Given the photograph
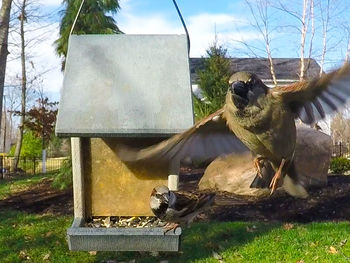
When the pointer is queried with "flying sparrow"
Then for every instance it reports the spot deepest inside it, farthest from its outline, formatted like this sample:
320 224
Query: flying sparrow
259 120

***

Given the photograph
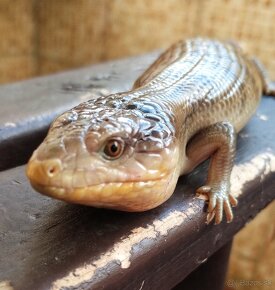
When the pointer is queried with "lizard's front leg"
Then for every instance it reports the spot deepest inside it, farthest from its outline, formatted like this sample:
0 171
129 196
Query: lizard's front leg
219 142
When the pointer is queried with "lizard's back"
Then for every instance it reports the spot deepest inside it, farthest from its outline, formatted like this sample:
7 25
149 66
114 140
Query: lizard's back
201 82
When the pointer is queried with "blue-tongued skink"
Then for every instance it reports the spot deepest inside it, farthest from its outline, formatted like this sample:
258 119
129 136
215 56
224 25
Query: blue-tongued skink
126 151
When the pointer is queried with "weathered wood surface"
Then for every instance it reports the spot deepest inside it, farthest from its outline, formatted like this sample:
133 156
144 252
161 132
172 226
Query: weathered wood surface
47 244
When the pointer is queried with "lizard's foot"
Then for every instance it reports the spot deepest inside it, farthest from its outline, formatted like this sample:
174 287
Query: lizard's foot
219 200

***

* [WRITTEN INSTRUCTION] Which lines of the items contain the word "When"? Copy each of them, treating case as significant.

* [COMPLETE OUTPUT]
When the pointer is queried with "flying sparrow"
When the pointer is queried with "lizard's front leg"
When the pointer is queried with "lizard's back"
When the pointer is queried with "blue-tongued skink"
When the pointer is queried with "weathered wood surface"
When the pointer is queried with "lizard's foot"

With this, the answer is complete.